Natural language region descriptions:

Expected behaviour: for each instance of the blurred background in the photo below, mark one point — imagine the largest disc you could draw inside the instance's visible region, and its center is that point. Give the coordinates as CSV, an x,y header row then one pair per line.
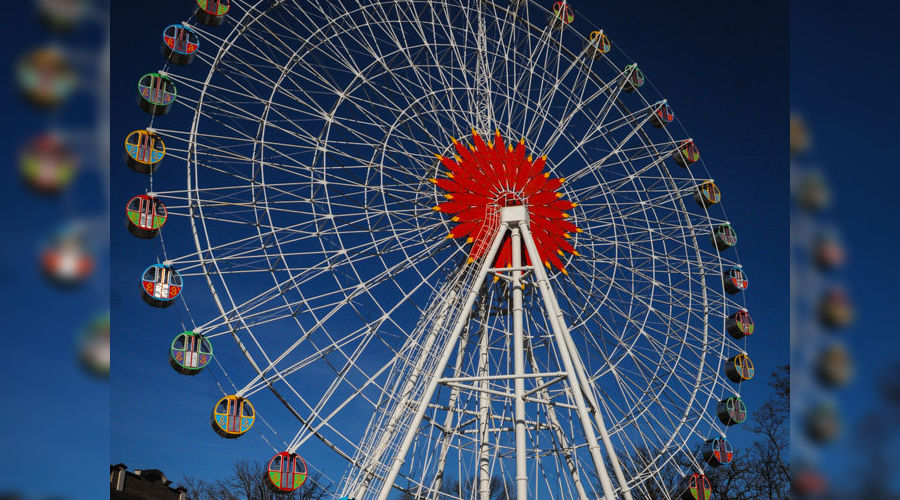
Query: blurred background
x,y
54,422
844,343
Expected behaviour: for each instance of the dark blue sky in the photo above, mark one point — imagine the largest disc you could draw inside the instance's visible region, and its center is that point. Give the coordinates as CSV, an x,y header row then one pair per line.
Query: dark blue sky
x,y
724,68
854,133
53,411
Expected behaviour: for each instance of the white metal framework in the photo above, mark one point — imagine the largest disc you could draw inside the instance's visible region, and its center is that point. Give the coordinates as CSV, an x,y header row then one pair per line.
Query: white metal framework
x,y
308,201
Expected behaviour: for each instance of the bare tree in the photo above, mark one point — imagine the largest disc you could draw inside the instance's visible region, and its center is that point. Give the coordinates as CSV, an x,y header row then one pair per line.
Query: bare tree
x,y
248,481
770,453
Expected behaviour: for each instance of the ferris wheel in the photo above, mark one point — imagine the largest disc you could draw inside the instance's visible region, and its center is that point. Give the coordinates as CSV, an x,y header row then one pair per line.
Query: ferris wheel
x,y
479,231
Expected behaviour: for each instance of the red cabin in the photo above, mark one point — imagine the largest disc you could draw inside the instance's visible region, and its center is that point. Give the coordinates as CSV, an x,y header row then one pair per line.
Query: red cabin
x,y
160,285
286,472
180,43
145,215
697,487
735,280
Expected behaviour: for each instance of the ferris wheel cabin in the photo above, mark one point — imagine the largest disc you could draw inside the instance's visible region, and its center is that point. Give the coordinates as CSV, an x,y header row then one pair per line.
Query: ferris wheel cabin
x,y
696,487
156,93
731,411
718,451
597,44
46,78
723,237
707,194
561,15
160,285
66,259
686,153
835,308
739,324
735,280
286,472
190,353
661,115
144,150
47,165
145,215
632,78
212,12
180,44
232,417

What the exercise asks | The answer should be an exact restatement of every entry, with the pictures omitted.

Your response |
Expected behaviour: for each instance of the blurred background in the photo below, mark one point — imagine the largest disc you could draw inside the instance's visible region, and its center is that point. Give the coordinates as CSV, an x,y header row then one pair per line.
Query: blurred background
x,y
54,422
844,343
Expected behaviour: for each instance of the dark blue sky in the photo above, mark one point — imagine the largest disc you could draw inside the instance's visible region, and its center is that point. Give the coordinates as CSV, an x,y header row then one pair per line.
Query: dark blue sky
x,y
724,68
854,133
53,411
Expected behaviour: for each instance of the white metal framework in the photo above, mark one point — imagine the largest disc you could draw inside the instance's visible region, and its center is that point. Give the coordinates as CSV, an x,y header row then one pair per line.
Query: white metal framework
x,y
308,201
Expected behaviour: for each instance of the bare tree in the photo above, mark one point — imagine the largest disc you could draw inside the instance's visible region, and its center is that point. Give the coordinates as CSV, an x,y header row then one pair per line.
Query: bare tree
x,y
248,481
770,453
Expected behaviour: for each instance of the ferris wheel in the photo above, mark one point — imagine the largest disc you could draw inside the instance's visible region, and its center is that point. Give the coordinates as CSV, an x,y header row then one pair per line.
Query: ferris wheel
x,y
479,231
Expected behaviour: for each instance of the red cabin in the photo above, mark one point — imagine the largest disc you could draw inside the instance's visible region, and its center is that point. Give the coordinates as CSV, an x,y header row then one pair per line.
Query: red cabin
x,y
160,285
286,472
180,43
145,215
697,487
735,280
Expected behaviour: for each instance of the ferris wheel cabin in the photo above, mark one point — imagine the largest disc you could draw inside the instance's visible region, and its center is that point. Give the coordinates as CSV, an x,y header row then one pair per line.
Query: ferris wheel cabin
x,y
696,487
156,93
731,411
718,451
597,44
46,78
723,237
707,194
561,15
160,285
66,259
686,153
835,308
739,324
735,280
286,472
190,353
661,115
144,150
47,165
145,215
632,78
212,12
180,44
232,417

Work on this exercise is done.